**Fragmento proporcionado**:
┏━━

Como ya he dicho alguna que otra vez, nosotros – mi mujer y yo – no practicamos ninguna religión, ni activa ni pasivamente. Es algo que a veces me produce un cierto malestar, porque sinceramente creo que me aliviaría no solamente de mis propias manías, sino también de encontrar respuestas a preguntas de mis hijos que a veces son muy complejas en términos científicos, mientras que echarle la culpa de todo a un Dios caprichoso y borracho de poder sería sensiblemente más fácil.

Pero, de todas las cosas que envidio a los religiosos, una de las que más envidia me produce es la capacidad de establecer rituales. Que un hombre serio sea capaz de ponerse una falda larga y una bufanda violeta y un sombrero ridículo, y lentamente, concentrado, se beba su traguito de vino frente a ciento cincuenta personas, y todos se lo tomen en serio, me parece un logro más meritorio que descifrar la cuadratura del círculo, o incluso que la llegada a la luna.

Por eso, y haciendo gala de mi mala tolerancia a sentir envidia, soy tremendamente eficaz a la hora de establecer rituales propios. En mi vida personal, con las personas que quiero y, por supuesto, con mis hijos. No es que de repente me dé por decir una misa atea en casa, disfrazado con un vestido de Gloria, ni que siente a mis niños a verme tomar vino, sino un esfuerzo, muchas veces inconsciente, por llenar mi vida de detalles rituales, fórmulas cotidianas que se repiten hasta el cansancio.

Por citar algunos ejemplos, a veces estamos viendo la tele con Gloria y le digo: “Cada vez hay más publicidad en formato panorámico”. Ella responde, invariablemente: “Es verdad, no me había fijado”. Suena estúpido, pero los dos nos reímos por lo bajito. O, como ya relaté en el post Enano Cabezón, me gusta preguntarle a Daniel: “¿Qué eres más: Enano o Cabezón?”. Él, que entiende de juegos perfectamente, me responde invariablemente: “Cabezón”. Tanto es así, que un día, hace algunos meses, intenté una variante del juego. Estábamos en la plaza y le pregunté: “¿Qué eres más: Tarambana o troglodita?”. Él cambió la vista de un lado a otro, ligeramente desconcertado, antes de reír y responderme: “Cabezón”.

┗━━

**Entradas extraídas**:
┏━━

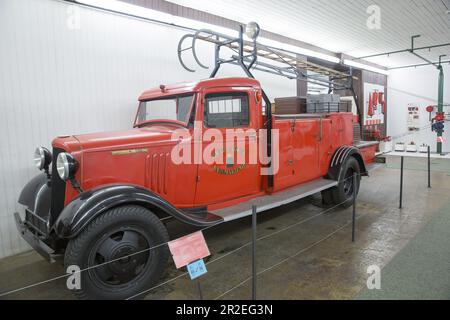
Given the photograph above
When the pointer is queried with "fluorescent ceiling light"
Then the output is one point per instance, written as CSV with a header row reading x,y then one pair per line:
x,y
358,65
138,11
298,50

┗━━

**Qué hacer**:
Escribe la continuación del texto sobre los rituales cotidianos a partir de su última oración.

**Respuesta**:
No sé por qué, pero los rituales pequeños, casi invisibles, dan una sensación reconfortante de algo conocido, propio, genuino. Me gusta practicarlos, y me gusta establecerlos. Por eso, desde hace ya un par de años, he establecido un ritual dominical que reemplaza el ir a la iglesia en familia: nosotros compramos pollo al as con papas asadas. Todos los domingos, a las once y un minuto, llamo por teléfono a la pollería (que abre a las once) y reservo un pollo y medio. Las señoras ya me conocen, ya saben que soy yo, me llaman por mi nombre y me preguntan: “¿Qué hay, Federico? ¿Uno y medio para la una y media?”. Yo agradezco y cuelgo. La conversación dura unos veinticinco segundos.

Después voy con Pablo, los dos solos, caminando, a buscar los pollos. Y es otro ritual de domingo. Se llama “ir a buscar los pollos”, y Pablo se lo toma como un deber y como un derecho. Si alguna vez no lo dejo venir porque llueve o hace frío, protesta, patalea y llora. Es como negarle la posibilidad de comulgar.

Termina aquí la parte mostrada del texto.